Extract to read:
Hexham residents woke yesterday morning to the sight of 250 Scots descending on the town to settle a feud which started 500 years ago with a raid, an ambush and a captured flag.
But it seems that after five centuries it is time to officially bury the hatchet and this invasion turned out to be a civilised affair.
The people of Hexham and the Borders town of Hawick came together at a special Service of Remembrance and Reconciliation in Hexham Abbey which marked the 500-year anniversary a skirmish which took place following the bloody Battle of Flodden.
In 1514, the Battle of Hornshole saw a raiding party, including men loyal to the Prior of Hexham, ambushed by youths defending Hawick who captured the Prior’s Standard.
The seized flag has been kept by the Hawick Cornet, or standard bearer, ever since and makes an appearance at Hawick’s famous annual Common Riding celebrations.
A replica of the Prior’s Banner was donated by the people of Hawick in 1972 and now flies in the Abbey. Earlier efforts to clear up bad blood saw the towns join together in 1908 for the consecration of the Abbey’s new nave.
But now it seems we’re the best of friends, with the weekend’s reconciliation service followed with a bit of a party for the coach-loads of visitors.
Provost of Hawick Coun Stuart Marshall, who planted a tree and whose civic party, wearing red robes for the occasion, made a gift of a commemorative bench, said he was “absolutely delighted” at the warmth of the reception and sense of friendship.

Data:
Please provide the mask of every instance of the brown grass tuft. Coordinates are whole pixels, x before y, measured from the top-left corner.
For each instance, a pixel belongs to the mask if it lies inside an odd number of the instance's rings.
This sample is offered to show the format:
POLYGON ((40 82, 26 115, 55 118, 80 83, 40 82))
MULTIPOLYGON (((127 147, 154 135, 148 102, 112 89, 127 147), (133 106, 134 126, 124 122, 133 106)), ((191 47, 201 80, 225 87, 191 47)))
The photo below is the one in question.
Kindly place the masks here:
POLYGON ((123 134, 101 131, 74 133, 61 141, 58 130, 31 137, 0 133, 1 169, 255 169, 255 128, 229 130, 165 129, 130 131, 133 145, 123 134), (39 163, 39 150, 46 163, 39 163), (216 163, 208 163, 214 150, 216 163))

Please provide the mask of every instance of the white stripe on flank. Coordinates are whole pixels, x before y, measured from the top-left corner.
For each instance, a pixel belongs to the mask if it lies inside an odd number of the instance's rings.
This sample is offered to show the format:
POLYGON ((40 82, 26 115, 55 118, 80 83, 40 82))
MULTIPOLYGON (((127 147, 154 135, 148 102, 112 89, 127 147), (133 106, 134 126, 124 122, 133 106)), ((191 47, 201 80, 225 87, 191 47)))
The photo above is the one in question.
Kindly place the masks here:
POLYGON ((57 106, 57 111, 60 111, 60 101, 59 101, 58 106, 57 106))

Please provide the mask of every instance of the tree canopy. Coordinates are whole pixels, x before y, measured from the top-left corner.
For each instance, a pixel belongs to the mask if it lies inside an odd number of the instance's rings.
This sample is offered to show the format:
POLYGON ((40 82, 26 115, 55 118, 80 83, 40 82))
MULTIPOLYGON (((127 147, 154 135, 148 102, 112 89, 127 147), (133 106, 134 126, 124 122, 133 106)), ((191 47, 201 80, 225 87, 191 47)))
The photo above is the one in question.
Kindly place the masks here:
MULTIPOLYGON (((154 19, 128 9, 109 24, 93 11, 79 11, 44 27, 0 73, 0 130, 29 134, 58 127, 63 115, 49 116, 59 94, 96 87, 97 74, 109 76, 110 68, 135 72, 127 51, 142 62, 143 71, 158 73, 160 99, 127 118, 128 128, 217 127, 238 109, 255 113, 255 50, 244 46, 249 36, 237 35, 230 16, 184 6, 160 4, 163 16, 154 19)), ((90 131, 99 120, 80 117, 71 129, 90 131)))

What is asked:
- 1) In the article above about the Hexham and Hawick reconciliation, condense the paragraph beginning "A replica of the Prior's Banner" into a short bulleted list that keeps its main facts.
- 2) Write the next part of the article about the Hexham and Hawick reconciliation, picking up after its final sentence.

Task results:
- 1)
- In 1972, the people of Hawick donated a replica of the Prior's Banner, which now flies in Hexham Abbey.
- In 1908, the two towns came together for the consecration of the Abbey's new nave in an earlier attempt to ease the old feud.

- 2)
“There are about 250 of us: we filled three buses and there were 12-14 car loads of people,” he said. “It’s fantastic and we feel very honoured to be here.”
And Hexham Mayor Coun Terry Robson said: “The atmosphere is great; there’s a really good friendship and everybody is enjoying themselves.”
He said Hexham and Hawick put aside their differences long ago but that history was made at the service which begins a new chapter in their relationship.
“There’s a spirit of friendship and I’ve been saying we’ll have to twin our towns,” he said. “We are significant border towns and we share that common heritage. We’d like to build on it and develop that.”
The service was led by the Assistant Bishop of Newcastle, The Right Rev Frank White, and the Moderator of the General Assembly of the Church of Scotland, The Right Rev John Chalmers, while an honour guard provided by 39 Regiment Royal Artillery accompanied the group and this year’s Cornet, Ross Gibson, on a colourful procession through the Abbey carrying the replica flag into the grounds for the tree-planting ceremony.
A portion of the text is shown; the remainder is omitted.